▸ **Texto de lectura**
CONVERSANDO CON DÁMASO ALONSO

CONVERSANDO CON DÁMASO ALONSO
Por Manuel Pereira

Dámaso Alonso (foto: Manuel Pereira)

En junio de 1979 visité a Dámaso Alonso en su chalé de las afueras de Madrid. La mucama que me anunció en el recibidor desapareció con su cofia detrás de una cortina. Enseguida apareció Don Dámaso. Pequeño, inquieto, demasiado ágil para sus años, me estrechó la mano indicándome que lo siguiera hasta una espaciosa biblioteca.
El por entonces Presidente de la Real Academia de la Lengua Española era mucho más que eso. En él se resumía toda la gran poesía española. No solo fue el crítico de su generación, sino también el amigo de los Machado, Salinas, Guillén, Gerardo Diego, Federico García Lorca, Vicente Aleixandre. Nadie estudió tan profundamente la poesía clásica de España. Fue el exégeta por excelencia de Garcilaso, de Fray Luis de León, de Quevedo y, sobre todo, de Góngora, cuyo busto dominaba la biblioteca donde nos sentamos.
Don Dámaso Alonso disponía de una hora. Dentro de dos días recibiría el Premio Cervantes y aún no había terminado de redactar su discurso. Así es que no perdí ni un minuto. Empezamos hablando de Cuba. Me explicó que quería visitar la Isla, pero estaba muy atareado con los trabajos de la Academia.
¿Cómo se defiende nuestra lengua de las voces extranjeras, especialmente inglesas, que penetran junto con los adelantos tecnológicos?
Dámaso Alonso (DA): Yo no tengo enemistad ninguna a los extranjerismos con tal que sean absolutamente necesarios. En una ocasión estudié los extranjerismos del automóvil, y fue muy interesante descubrir que en Argentina usaban galicismos. ¿Sabe usted por qué? Porque allí los automóviles habían entrado desde Francia. Por ejemplo: volante es la adaptación de volant. En otras partes de América se le dice timón, que viene de un vocablo naval inglés… ¿Cómo le llaman ustedes en Cuba a la cremallera?
Zipper —dije y lo vi tomar nota.
DA: Pues ése es un evidente anglicismo, y es onomatopéyico, viene de la rapidez con que se cierra, del sonido que produce al cerrarse. En otros países hispanohablantes le llaman “relámpago” y, en otros, usan la palabra francesa éclair, que es la traducción de relámpago. Relámpago es una obvia metáfora de la prisa o velocidad. En cambio, zipper es onomatopeya física, lo que evidencia que en Cuba la cremallera entró desde Estados Unidos o desde Inglaterra…
Don Dámaso disfruta el laberinto de las etimologías. Sostiene en la mano su reloj pulsera, viste un traje gris impecable, tiene la voz cascada como si hubiera hablado durante siglos…
DA: ¿Pero quiere que le diga más? Cremallera no es voz hispánica como piensan muchos. Es francesa, nos llegó desde Francia a nosotros… A propósito, usted lleva apellidos gallegos…
Le explico que soy hijo y nieto de gallegos y se le iluminan los intensos ojos azules.
DA: Yo me crié en Galicia —comenta eufórico—, me he dedicado a estudiar la lengua gallega, sobre todo el gallego hablado fuera de Galicia, en Asturias, por ejemplo, donde adquiere rasgos dialectales muy específicos…
¿Tuvo usted ocasión de escucharle a Federico García Lorca sus impresiones sobre su viaje a Cuba?

▸ **Enunciado a**
Indique cuántas líneas de los registros contienen la cadena "grass", teniendo en cuenta mayúsculas y minúsculas. Responda únicamente con el número.
Los registros no guardan relación alguna con el texto de lectura.

▸ **Registros a procesar**
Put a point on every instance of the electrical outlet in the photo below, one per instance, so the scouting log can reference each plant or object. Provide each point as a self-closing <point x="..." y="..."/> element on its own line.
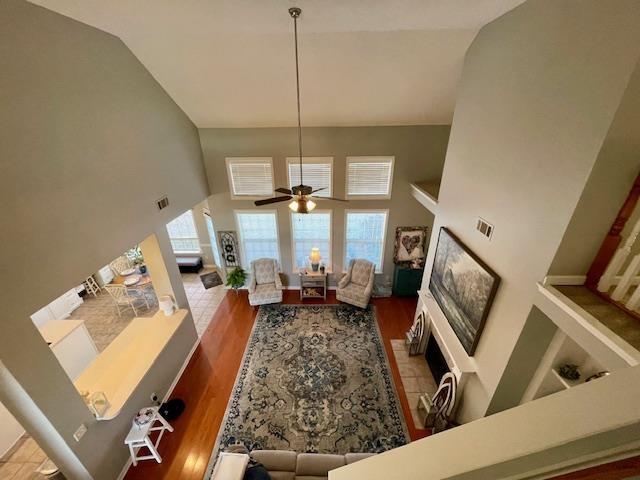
<point x="82" y="429"/>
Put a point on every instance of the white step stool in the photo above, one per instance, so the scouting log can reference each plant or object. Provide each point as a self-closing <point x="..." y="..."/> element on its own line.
<point x="138" y="438"/>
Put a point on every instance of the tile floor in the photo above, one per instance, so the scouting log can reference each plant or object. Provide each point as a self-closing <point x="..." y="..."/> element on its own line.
<point x="203" y="302"/>
<point x="416" y="377"/>
<point x="23" y="461"/>
<point x="101" y="316"/>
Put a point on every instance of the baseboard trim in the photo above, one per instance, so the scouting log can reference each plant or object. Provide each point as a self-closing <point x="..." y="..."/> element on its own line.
<point x="564" y="280"/>
<point x="127" y="465"/>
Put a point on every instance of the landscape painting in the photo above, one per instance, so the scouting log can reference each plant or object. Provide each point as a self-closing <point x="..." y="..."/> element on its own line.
<point x="463" y="286"/>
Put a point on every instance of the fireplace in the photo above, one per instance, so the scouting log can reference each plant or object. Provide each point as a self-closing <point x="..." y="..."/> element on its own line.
<point x="435" y="359"/>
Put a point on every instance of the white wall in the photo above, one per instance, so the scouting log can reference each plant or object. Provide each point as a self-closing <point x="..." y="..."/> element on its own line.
<point x="10" y="432"/>
<point x="539" y="90"/>
<point x="88" y="142"/>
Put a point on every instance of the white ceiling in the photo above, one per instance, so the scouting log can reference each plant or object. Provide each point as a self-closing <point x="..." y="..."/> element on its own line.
<point x="229" y="63"/>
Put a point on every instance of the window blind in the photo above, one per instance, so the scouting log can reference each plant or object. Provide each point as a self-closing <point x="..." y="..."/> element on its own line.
<point x="369" y="176"/>
<point x="311" y="230"/>
<point x="316" y="172"/>
<point x="250" y="177"/>
<point x="365" y="233"/>
<point x="258" y="235"/>
<point x="183" y="234"/>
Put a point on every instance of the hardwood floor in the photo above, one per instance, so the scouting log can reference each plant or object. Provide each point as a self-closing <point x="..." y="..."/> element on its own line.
<point x="207" y="382"/>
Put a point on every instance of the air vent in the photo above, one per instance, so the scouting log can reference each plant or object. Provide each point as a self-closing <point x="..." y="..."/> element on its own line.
<point x="484" y="227"/>
<point x="162" y="203"/>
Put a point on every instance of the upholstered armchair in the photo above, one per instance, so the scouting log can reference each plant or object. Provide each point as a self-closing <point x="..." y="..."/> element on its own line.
<point x="265" y="285"/>
<point x="356" y="286"/>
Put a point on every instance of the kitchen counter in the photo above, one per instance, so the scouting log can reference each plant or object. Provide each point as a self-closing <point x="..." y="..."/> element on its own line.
<point x="54" y="331"/>
<point x="120" y="368"/>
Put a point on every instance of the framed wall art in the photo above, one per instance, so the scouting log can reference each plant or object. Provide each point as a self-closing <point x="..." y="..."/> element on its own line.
<point x="463" y="286"/>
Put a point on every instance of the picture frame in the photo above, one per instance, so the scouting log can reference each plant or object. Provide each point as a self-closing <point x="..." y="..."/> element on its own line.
<point x="464" y="288"/>
<point x="229" y="248"/>
<point x="410" y="246"/>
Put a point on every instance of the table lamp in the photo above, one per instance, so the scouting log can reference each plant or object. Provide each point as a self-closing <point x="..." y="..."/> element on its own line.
<point x="314" y="257"/>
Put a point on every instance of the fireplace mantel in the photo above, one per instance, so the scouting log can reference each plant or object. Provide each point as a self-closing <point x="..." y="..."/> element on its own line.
<point x="460" y="363"/>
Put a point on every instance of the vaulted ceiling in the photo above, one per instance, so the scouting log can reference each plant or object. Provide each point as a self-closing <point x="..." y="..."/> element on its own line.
<point x="229" y="63"/>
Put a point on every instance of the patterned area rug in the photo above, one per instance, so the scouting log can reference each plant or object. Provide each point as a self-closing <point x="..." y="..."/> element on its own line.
<point x="314" y="379"/>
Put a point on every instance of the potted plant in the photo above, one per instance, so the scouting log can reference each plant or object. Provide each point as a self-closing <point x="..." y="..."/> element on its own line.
<point x="236" y="278"/>
<point x="135" y="256"/>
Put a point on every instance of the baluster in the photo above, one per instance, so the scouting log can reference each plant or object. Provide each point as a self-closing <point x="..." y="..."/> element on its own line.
<point x="621" y="255"/>
<point x="626" y="280"/>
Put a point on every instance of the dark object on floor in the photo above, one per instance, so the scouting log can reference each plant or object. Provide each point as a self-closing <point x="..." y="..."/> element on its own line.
<point x="256" y="472"/>
<point x="407" y="281"/>
<point x="210" y="280"/>
<point x="172" y="409"/>
<point x="189" y="264"/>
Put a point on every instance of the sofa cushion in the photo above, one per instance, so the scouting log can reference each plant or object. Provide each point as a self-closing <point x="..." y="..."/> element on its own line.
<point x="354" y="457"/>
<point x="276" y="460"/>
<point x="314" y="464"/>
<point x="278" y="475"/>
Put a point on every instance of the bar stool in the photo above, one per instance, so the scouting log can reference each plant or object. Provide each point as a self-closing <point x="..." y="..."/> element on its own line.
<point x="138" y="438"/>
<point x="91" y="286"/>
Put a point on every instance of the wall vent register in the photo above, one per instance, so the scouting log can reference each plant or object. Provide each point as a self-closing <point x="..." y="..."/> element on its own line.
<point x="162" y="202"/>
<point x="484" y="227"/>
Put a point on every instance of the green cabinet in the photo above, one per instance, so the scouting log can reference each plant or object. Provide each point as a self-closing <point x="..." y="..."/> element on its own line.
<point x="407" y="281"/>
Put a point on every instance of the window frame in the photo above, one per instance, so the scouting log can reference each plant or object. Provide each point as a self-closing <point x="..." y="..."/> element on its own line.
<point x="345" y="265"/>
<point x="231" y="160"/>
<point x="311" y="160"/>
<point x="197" y="237"/>
<point x="369" y="159"/>
<point x="328" y="267"/>
<point x="243" y="256"/>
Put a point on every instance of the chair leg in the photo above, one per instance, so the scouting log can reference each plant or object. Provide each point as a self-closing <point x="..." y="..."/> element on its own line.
<point x="153" y="450"/>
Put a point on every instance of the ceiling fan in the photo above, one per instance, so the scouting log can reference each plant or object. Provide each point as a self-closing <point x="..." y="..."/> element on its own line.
<point x="301" y="195"/>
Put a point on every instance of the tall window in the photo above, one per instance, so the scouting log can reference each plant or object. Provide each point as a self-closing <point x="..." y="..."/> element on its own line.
<point x="316" y="172"/>
<point x="369" y="177"/>
<point x="258" y="235"/>
<point x="310" y="230"/>
<point x="212" y="238"/>
<point x="365" y="234"/>
<point x="183" y="234"/>
<point x="250" y="177"/>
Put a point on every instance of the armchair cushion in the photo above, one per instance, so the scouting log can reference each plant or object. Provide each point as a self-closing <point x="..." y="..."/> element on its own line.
<point x="361" y="272"/>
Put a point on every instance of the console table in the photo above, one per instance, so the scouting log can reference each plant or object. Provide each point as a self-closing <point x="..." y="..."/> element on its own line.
<point x="313" y="285"/>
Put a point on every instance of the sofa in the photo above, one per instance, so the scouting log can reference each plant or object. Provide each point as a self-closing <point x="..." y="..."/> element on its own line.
<point x="356" y="286"/>
<point x="287" y="465"/>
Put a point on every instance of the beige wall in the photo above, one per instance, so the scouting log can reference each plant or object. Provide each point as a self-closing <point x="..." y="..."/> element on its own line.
<point x="419" y="154"/>
<point x="609" y="184"/>
<point x="88" y="142"/>
<point x="539" y="90"/>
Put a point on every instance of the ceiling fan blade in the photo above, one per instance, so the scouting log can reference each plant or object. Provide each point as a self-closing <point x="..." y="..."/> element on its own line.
<point x="330" y="198"/>
<point x="267" y="201"/>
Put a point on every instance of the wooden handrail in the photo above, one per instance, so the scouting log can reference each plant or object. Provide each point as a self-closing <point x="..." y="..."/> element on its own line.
<point x="614" y="238"/>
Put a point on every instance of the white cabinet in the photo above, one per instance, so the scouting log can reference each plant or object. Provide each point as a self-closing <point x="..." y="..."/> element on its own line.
<point x="60" y="308"/>
<point x="71" y="344"/>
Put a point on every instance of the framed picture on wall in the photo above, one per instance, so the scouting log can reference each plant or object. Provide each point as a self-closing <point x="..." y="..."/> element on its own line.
<point x="463" y="286"/>
<point x="410" y="245"/>
<point x="229" y="245"/>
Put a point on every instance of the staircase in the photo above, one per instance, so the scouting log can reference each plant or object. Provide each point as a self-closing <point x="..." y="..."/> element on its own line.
<point x="614" y="274"/>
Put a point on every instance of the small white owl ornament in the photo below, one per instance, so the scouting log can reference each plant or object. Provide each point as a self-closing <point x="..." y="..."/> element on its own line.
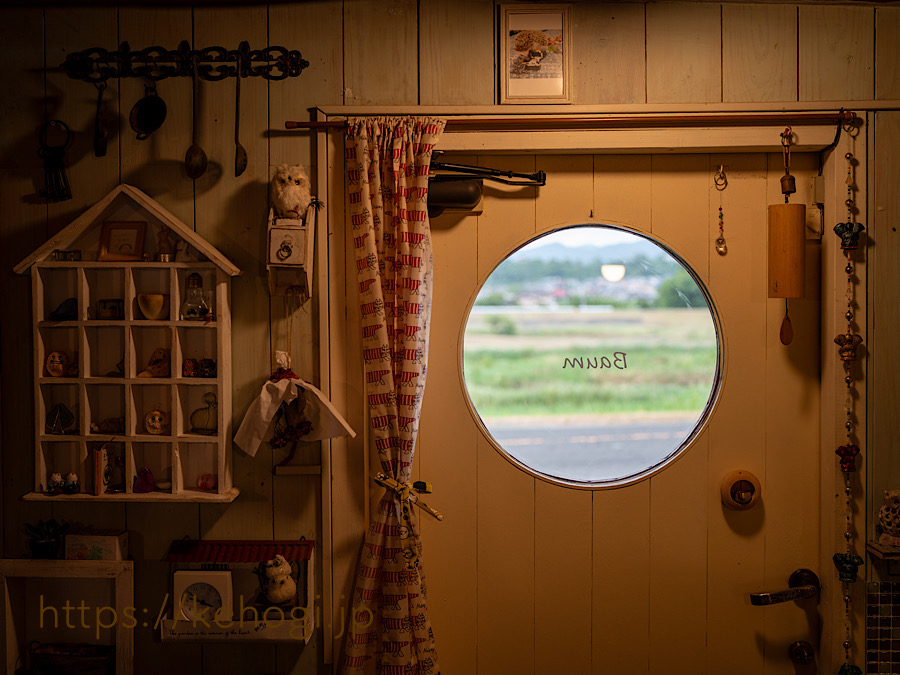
<point x="290" y="191"/>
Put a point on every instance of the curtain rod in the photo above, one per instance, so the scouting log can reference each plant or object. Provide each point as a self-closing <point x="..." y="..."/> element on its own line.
<point x="602" y="122"/>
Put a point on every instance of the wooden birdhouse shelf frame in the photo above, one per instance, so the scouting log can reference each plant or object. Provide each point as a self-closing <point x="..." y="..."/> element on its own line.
<point x="109" y="353"/>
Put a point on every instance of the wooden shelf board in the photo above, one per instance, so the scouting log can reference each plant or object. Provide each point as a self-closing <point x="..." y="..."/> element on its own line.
<point x="80" y="569"/>
<point x="275" y="630"/>
<point x="297" y="470"/>
<point x="184" y="496"/>
<point x="883" y="551"/>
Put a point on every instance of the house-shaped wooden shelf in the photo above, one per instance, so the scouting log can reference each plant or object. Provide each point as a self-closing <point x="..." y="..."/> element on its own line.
<point x="99" y="323"/>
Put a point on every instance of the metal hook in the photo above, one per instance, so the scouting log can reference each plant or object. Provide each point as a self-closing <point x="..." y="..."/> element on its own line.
<point x="720" y="179"/>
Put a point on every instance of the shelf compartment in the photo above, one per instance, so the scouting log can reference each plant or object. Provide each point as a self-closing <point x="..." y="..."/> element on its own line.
<point x="104" y="293"/>
<point x="147" y="398"/>
<point x="145" y="340"/>
<point x="157" y="457"/>
<point x="58" y="339"/>
<point x="106" y="405"/>
<point x="104" y="351"/>
<point x="195" y="460"/>
<point x="191" y="398"/>
<point x="196" y="342"/>
<point x="208" y="274"/>
<point x="56" y="284"/>
<point x="52" y="395"/>
<point x="62" y="457"/>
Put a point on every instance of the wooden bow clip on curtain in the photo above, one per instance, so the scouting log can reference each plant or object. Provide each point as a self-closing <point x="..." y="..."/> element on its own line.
<point x="387" y="166"/>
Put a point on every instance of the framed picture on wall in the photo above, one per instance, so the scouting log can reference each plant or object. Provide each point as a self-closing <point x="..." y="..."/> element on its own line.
<point x="535" y="42"/>
<point x="122" y="240"/>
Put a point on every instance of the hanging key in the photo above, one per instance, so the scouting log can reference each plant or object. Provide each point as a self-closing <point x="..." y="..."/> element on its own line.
<point x="54" y="139"/>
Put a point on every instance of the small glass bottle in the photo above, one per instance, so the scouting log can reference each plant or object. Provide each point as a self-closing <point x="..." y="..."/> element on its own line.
<point x="194" y="307"/>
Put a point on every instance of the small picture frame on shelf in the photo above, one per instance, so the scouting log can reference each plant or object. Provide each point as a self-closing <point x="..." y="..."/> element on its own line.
<point x="534" y="53"/>
<point x="122" y="240"/>
<point x="111" y="309"/>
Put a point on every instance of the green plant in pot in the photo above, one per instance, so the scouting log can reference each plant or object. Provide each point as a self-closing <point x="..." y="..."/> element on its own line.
<point x="46" y="538"/>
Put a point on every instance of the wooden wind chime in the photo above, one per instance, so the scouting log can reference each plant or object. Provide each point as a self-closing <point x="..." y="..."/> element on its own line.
<point x="787" y="243"/>
<point x="847" y="562"/>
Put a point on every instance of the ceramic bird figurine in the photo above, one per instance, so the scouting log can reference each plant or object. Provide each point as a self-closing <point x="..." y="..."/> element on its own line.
<point x="290" y="191"/>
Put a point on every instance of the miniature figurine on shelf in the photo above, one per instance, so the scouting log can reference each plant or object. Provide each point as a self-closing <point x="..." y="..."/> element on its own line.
<point x="190" y="368"/>
<point x="207" y="368"/>
<point x="57" y="364"/>
<point x="280" y="586"/>
<point x="160" y="364"/>
<point x="207" y="481"/>
<point x="56" y="484"/>
<point x="156" y="422"/>
<point x="144" y="482"/>
<point x="290" y="191"/>
<point x="72" y="485"/>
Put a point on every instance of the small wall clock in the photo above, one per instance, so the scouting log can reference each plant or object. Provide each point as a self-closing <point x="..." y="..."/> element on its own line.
<point x="203" y="595"/>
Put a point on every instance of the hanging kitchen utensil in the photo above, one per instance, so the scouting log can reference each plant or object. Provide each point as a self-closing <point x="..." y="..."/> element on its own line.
<point x="195" y="158"/>
<point x="100" y="133"/>
<point x="786" y="334"/>
<point x="240" y="155"/>
<point x="148" y="114"/>
<point x="54" y="138"/>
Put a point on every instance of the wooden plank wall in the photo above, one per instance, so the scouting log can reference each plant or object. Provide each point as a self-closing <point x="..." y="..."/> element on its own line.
<point x="361" y="52"/>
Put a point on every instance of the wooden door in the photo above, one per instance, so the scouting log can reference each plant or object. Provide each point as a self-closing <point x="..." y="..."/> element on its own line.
<point x="525" y="576"/>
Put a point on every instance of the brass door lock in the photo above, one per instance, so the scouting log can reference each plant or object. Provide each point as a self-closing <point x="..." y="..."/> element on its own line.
<point x="740" y="490"/>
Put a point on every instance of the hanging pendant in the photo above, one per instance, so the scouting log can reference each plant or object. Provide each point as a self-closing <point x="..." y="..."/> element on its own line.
<point x="786" y="334"/>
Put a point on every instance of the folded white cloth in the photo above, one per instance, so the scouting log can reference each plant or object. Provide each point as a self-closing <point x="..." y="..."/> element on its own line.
<point x="257" y="424"/>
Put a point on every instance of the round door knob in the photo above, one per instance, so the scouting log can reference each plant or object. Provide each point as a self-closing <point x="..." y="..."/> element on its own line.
<point x="801" y="653"/>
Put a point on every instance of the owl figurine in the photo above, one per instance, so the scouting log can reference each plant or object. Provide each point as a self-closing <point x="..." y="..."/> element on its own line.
<point x="290" y="191"/>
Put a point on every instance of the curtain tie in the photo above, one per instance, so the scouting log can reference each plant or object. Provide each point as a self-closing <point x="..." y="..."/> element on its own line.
<point x="405" y="493"/>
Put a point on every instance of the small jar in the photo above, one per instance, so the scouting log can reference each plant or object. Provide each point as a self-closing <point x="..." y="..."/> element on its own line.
<point x="194" y="307"/>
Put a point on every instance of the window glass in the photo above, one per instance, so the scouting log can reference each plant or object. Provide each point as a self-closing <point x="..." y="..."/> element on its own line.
<point x="591" y="355"/>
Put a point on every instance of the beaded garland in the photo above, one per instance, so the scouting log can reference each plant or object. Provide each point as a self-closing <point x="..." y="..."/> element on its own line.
<point x="847" y="562"/>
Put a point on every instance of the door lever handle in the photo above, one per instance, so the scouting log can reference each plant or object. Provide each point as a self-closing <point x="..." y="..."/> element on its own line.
<point x="803" y="583"/>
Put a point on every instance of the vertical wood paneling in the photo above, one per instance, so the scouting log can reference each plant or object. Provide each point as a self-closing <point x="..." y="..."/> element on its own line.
<point x="883" y="457"/>
<point x="759" y="53"/>
<point x="887" y="53"/>
<point x="506" y="528"/>
<point x="23" y="228"/>
<point x="156" y="165"/>
<point x="380" y="52"/>
<point x="456" y="51"/>
<point x="737" y="429"/>
<point x="608" y="61"/>
<point x="621" y="518"/>
<point x="684" y="42"/>
<point x="447" y="452"/>
<point x="678" y="500"/>
<point x="563" y="516"/>
<point x="793" y="447"/>
<point x="836" y="53"/>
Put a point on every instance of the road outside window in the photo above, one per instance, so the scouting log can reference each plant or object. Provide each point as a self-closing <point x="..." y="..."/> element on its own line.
<point x="591" y="356"/>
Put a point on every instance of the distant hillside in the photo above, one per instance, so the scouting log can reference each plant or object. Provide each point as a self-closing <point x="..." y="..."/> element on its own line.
<point x="614" y="253"/>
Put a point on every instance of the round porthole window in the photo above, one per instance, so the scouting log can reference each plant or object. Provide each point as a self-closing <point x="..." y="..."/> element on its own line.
<point x="592" y="356"/>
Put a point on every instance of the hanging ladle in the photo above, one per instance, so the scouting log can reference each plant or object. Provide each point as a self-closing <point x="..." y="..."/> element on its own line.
<point x="195" y="158"/>
<point x="240" y="155"/>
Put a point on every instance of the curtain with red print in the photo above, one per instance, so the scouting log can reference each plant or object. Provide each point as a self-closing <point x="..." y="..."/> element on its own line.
<point x="387" y="165"/>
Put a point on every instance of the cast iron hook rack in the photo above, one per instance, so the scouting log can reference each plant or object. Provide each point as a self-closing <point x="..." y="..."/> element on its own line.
<point x="97" y="65"/>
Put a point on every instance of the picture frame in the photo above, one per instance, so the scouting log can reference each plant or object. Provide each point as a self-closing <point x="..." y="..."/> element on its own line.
<point x="535" y="42"/>
<point x="122" y="241"/>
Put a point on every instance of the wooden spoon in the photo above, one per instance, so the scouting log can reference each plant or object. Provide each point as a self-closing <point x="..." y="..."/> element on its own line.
<point x="195" y="158"/>
<point x="786" y="334"/>
<point x="240" y="155"/>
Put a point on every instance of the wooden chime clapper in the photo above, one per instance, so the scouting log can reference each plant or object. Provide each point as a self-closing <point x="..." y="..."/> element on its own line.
<point x="787" y="243"/>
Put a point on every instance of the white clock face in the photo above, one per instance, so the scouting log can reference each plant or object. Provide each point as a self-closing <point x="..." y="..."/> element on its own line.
<point x="201" y="600"/>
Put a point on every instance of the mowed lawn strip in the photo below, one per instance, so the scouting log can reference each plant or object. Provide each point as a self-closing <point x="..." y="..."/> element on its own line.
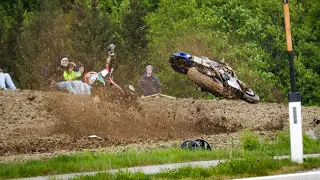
<point x="250" y="145"/>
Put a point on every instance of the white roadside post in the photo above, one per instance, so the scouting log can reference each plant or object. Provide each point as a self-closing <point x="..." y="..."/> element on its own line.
<point x="295" y="116"/>
<point x="295" y="127"/>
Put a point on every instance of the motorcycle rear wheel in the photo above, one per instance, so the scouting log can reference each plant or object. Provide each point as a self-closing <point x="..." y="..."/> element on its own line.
<point x="250" y="97"/>
<point x="208" y="84"/>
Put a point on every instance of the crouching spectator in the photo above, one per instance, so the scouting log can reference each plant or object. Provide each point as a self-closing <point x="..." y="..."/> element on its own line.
<point x="149" y="83"/>
<point x="6" y="82"/>
<point x="71" y="84"/>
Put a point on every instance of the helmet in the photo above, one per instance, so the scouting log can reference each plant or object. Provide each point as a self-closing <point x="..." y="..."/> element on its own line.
<point x="64" y="62"/>
<point x="90" y="77"/>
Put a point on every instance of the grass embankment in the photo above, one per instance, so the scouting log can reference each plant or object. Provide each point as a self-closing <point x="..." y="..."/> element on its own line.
<point x="250" y="147"/>
<point x="247" y="167"/>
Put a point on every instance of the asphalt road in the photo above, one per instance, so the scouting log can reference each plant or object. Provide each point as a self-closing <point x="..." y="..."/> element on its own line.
<point x="313" y="175"/>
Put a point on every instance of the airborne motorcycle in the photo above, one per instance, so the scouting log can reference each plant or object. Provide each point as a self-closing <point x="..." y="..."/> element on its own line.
<point x="212" y="76"/>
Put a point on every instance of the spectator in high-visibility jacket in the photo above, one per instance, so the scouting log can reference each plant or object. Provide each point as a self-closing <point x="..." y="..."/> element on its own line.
<point x="71" y="84"/>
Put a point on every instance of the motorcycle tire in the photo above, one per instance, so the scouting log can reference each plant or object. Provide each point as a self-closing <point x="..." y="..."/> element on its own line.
<point x="250" y="97"/>
<point x="179" y="64"/>
<point x="208" y="84"/>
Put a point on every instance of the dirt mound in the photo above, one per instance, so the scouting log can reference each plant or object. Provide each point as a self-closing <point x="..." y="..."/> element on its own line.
<point x="33" y="121"/>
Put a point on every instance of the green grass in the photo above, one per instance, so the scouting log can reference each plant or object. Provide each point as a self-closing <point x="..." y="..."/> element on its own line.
<point x="250" y="145"/>
<point x="247" y="167"/>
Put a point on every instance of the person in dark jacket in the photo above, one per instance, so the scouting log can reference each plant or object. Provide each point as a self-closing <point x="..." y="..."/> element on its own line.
<point x="149" y="83"/>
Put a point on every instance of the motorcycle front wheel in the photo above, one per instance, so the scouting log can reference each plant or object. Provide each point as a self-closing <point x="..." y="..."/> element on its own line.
<point x="208" y="84"/>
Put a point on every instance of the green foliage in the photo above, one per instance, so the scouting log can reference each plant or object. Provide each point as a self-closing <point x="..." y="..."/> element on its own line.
<point x="250" y="141"/>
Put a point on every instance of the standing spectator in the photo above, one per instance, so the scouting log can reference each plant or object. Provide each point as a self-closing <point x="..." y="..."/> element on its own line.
<point x="6" y="82"/>
<point x="149" y="83"/>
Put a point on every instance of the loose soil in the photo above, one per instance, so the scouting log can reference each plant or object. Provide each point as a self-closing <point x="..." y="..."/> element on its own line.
<point x="34" y="122"/>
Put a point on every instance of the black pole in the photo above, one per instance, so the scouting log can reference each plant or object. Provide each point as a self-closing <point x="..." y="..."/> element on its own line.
<point x="289" y="45"/>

▸ **Enunciado b**
Según el texto de lectura, ¿qué premio iba a recibir Dámaso Alonso dos días después de la visita?

▸ **Resultado esperado a**
2

▸ **Resultado esperado b**
El Premio Cervantes.